Travail à faire: Dans le texte ci-dessous sur les robots de Blade Runner, recopiez mot pour mot tout ce qui va de « Cette trame est » jusqu'à « illégalement sur Terre. ».

Extrait présenté:
Rachael © Paul X Johnson

Rachael © Paul X Johnson

Le robot destructeur

Cette trame est peu ou prou celle de Blade Runner, qui offre une vision mortifère des robots et des machines en général. Les androïdes de Blade Runner sont certes suprêmement intelligents et dotés de capacités remarquables mais ils sont totalement dénués d’empathie. La scène où une androïde coupe froidement les pattes d’une araignée vivante glace le sang et interdit toute identification du lecteur avec eux. Ils sont les ennemis de la vie, contre laquelle ils mènent une guerre ouverte.

Leur arme la plus redoutable est leur ressemblance avec les êtres humains ou avec les animaux, source de confusion. L’auteur s’en donne d’ailleurs à cœur joie et multiplie les faux-semblants.***

Les Blade Runners sont chargés de remettre de l’ordre afin de protéger « l’espèce » ****. Ces policiers sont spécialisés dans la traque et la destruction des robots humanoïdes entrés illégalement sur Terre.

Ces robots ont en effet été conçus pour servir d’arme pendant la guerre mondiale Terminus avant d’être reconvertis en machines-outils dans les colonies de l’espace, où ils sont cantonnés. Mais huit d’entre eux se sont révoltés, ont assassiné leurs patrons humains avant de s’enfuir sur Terre où ils sont « réformés » en quelques heures par deux Blade Runners, non sans difficulté *****.

Pluto nous offre un scénario très semblable à partir de postulats pourtant aux antipodes de Blade Runner. Dans le manga d’Urasawa et de Nagasaki, les androïdes vivent en effet sur Terre au milieu des hommes, sont libres, ont des droits et sont humanisés à l’extrême ******. Ils peuvent par exemple occuper des fonctions élevées dans la société, se marier ou encore adopter des enfants *******. Ils ont un cœur, une âme et même un inconscient.

Données fournies:
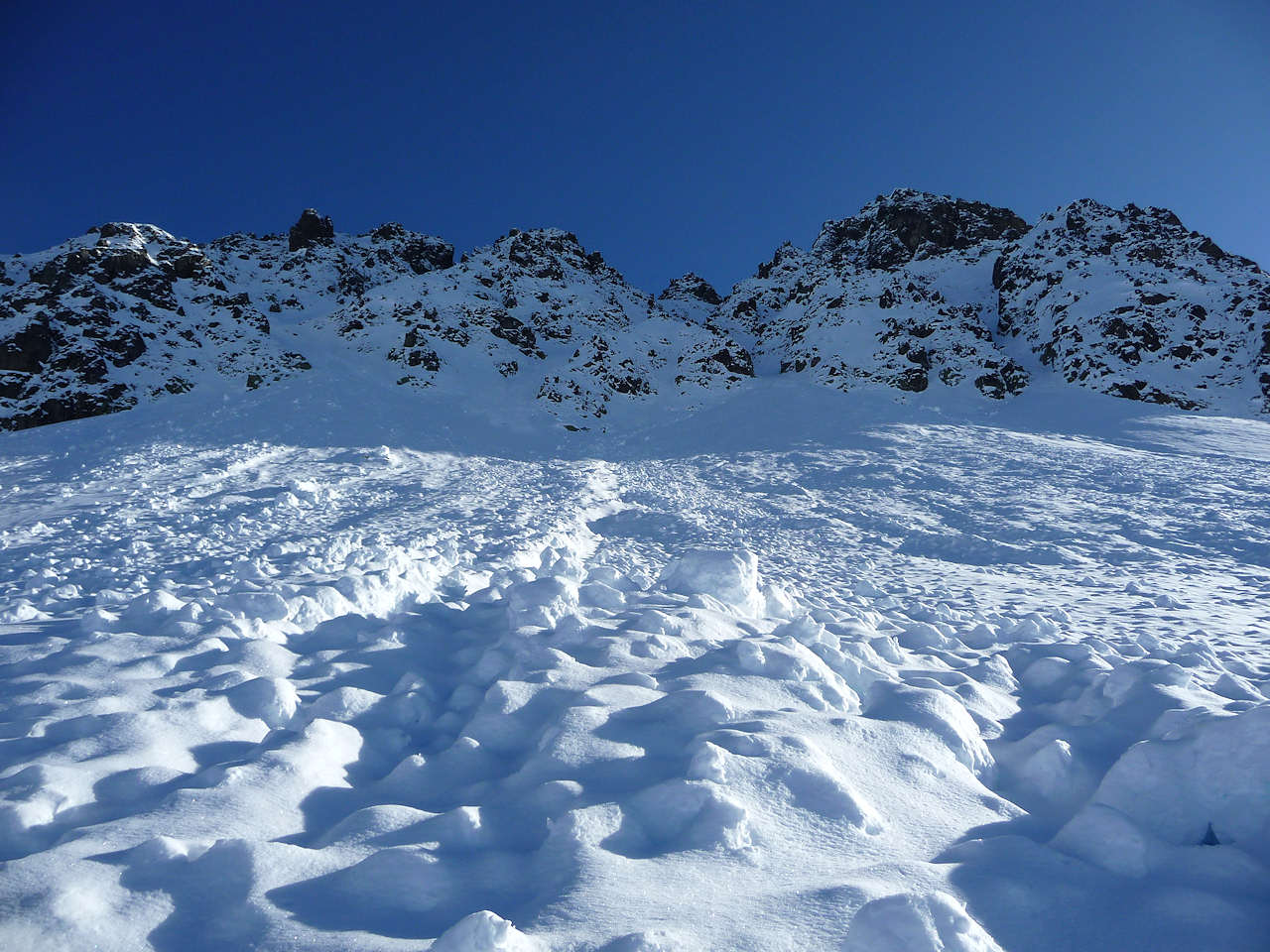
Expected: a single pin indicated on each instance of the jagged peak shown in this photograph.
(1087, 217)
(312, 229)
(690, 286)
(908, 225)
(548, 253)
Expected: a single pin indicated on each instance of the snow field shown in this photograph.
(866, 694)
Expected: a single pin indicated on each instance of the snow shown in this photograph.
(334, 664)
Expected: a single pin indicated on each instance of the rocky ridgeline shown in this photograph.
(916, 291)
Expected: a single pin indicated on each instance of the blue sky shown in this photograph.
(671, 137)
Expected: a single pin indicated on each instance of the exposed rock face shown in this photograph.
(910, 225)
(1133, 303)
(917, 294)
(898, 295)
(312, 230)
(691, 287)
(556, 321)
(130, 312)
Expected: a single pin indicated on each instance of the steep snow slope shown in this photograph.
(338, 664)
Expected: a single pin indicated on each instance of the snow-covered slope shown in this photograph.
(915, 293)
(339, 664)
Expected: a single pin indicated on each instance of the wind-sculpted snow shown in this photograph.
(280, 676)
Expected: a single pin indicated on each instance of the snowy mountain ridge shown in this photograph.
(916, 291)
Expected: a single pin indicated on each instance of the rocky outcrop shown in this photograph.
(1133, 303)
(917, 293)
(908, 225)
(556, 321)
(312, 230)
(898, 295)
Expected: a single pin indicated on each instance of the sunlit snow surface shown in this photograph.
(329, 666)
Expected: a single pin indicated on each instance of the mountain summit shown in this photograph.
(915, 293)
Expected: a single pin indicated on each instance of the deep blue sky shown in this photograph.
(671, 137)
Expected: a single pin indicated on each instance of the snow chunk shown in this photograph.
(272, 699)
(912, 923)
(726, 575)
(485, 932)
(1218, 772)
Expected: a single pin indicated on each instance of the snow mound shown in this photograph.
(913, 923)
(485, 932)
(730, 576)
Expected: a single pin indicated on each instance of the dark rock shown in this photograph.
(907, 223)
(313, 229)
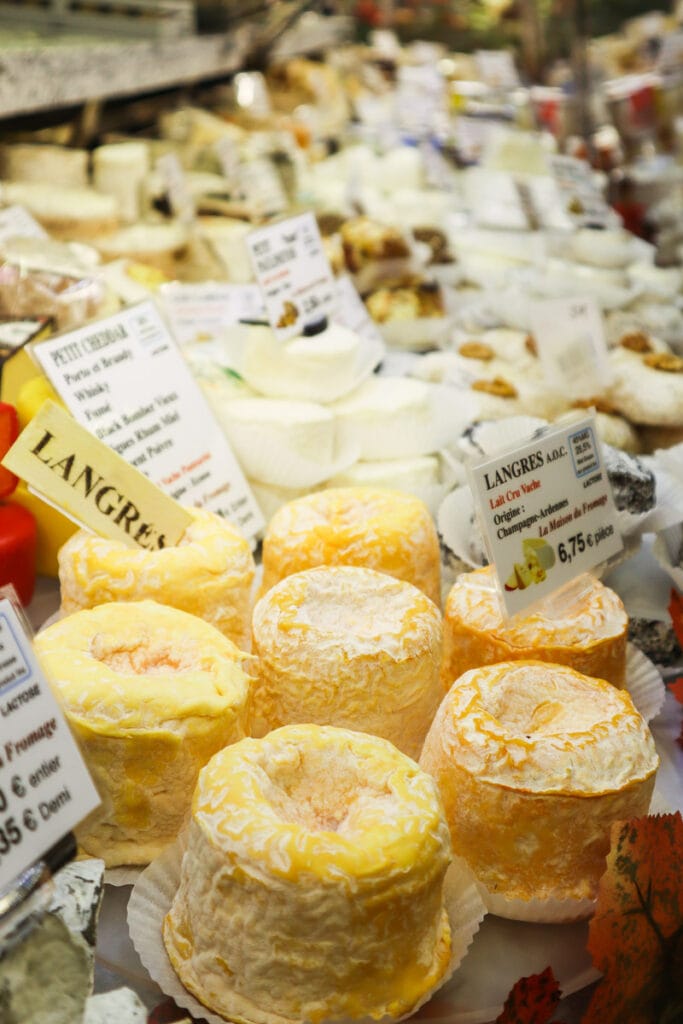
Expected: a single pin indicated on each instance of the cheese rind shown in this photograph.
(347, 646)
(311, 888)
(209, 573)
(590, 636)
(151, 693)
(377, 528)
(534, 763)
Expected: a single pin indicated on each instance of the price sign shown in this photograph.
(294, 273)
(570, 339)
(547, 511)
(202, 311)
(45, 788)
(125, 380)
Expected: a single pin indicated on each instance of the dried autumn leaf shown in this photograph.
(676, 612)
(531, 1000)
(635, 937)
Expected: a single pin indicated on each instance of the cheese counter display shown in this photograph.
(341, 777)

Réponse finale:
Cette trame est peu ou prou celle de Blade Runner, qui offre une vision mortifère des robots et des machines en général. Les androïdes de Blade Runner sont certes suprêmement intelligents et dotés de capacités remarquables mais ils sont totalement dénués d’empathie. La scène où une androïde coupe froidement les pattes d’une araignée vivante glace le sang et interdit toute identification du lecteur avec eux. Ils sont les ennemis de la vie, contre laquelle ils mènent une guerre ouverte.

Leur arme la plus redoutable est leur ressemblance avec les êtres humains ou avec les animaux, source de confusion. L’auteur s’en donne d’ailleurs à cœur joie et multiplie les faux-semblants.***

Les Blade Runners sont chargés de remettre de l’ordre afin de protéger « l’espèce » ****. Ces policiers sont spécialisés dans la traque et la destruction des robots humanoïdes entrés illégalement sur Terre.